WORK TASK
After locating the line that contains "Task: Locate the metal" in the following entries, reproduce it and each later line exactly, including the last.
-- GIVEN INFORMATION follows --
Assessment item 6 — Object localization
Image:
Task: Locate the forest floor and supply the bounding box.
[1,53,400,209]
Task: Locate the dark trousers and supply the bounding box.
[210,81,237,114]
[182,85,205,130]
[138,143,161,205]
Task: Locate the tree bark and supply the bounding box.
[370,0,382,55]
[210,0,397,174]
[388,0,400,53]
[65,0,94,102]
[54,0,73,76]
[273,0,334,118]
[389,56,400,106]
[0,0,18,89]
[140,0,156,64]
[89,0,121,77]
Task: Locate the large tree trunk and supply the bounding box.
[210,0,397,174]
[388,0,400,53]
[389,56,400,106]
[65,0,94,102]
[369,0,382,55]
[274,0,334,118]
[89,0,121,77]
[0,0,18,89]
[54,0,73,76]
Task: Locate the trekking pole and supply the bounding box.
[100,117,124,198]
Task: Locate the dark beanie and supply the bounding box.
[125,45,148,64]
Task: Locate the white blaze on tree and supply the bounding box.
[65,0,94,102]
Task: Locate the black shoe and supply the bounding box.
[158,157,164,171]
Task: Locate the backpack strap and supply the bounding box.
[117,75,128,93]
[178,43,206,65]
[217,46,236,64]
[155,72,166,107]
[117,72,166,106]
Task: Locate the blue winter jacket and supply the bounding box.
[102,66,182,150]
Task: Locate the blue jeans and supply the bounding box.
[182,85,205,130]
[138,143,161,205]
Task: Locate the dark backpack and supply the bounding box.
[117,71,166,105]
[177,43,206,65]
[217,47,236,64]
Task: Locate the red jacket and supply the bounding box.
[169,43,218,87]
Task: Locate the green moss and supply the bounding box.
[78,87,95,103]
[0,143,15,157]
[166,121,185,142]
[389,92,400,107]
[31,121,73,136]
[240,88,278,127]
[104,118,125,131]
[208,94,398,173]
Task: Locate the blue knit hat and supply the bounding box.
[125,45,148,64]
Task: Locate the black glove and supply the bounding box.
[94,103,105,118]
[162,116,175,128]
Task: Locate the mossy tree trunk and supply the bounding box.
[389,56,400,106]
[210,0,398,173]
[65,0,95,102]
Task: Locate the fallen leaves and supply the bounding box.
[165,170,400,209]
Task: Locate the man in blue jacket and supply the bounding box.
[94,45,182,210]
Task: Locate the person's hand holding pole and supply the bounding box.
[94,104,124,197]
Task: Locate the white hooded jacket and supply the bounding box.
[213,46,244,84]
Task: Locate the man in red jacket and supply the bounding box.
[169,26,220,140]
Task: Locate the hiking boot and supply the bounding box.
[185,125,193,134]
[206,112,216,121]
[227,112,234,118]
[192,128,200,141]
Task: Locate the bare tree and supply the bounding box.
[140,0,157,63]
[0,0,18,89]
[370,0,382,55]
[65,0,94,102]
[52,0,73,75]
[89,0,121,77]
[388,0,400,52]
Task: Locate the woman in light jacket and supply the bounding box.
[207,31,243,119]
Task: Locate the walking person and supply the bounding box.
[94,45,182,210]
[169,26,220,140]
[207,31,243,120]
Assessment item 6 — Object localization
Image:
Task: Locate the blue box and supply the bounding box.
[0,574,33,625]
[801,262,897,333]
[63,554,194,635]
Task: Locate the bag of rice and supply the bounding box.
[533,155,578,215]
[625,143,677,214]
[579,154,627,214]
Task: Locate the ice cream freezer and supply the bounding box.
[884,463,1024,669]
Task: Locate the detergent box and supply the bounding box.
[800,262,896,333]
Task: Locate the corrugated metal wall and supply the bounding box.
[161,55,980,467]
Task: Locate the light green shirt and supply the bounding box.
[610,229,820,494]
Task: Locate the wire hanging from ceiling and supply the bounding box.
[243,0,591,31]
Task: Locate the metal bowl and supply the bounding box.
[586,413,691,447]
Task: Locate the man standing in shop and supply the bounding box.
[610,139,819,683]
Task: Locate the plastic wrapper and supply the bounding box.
-- GIVEN INFORMATION concluded --
WRITTEN RESPONSE
Task: Locate the metal bowl and supply the bounding box.
[586,413,691,447]
Task: Locate the man standing in shop and supply the bounding box.
[610,139,819,683]
Task: Locate the plastic wrapper and supply the bounding box.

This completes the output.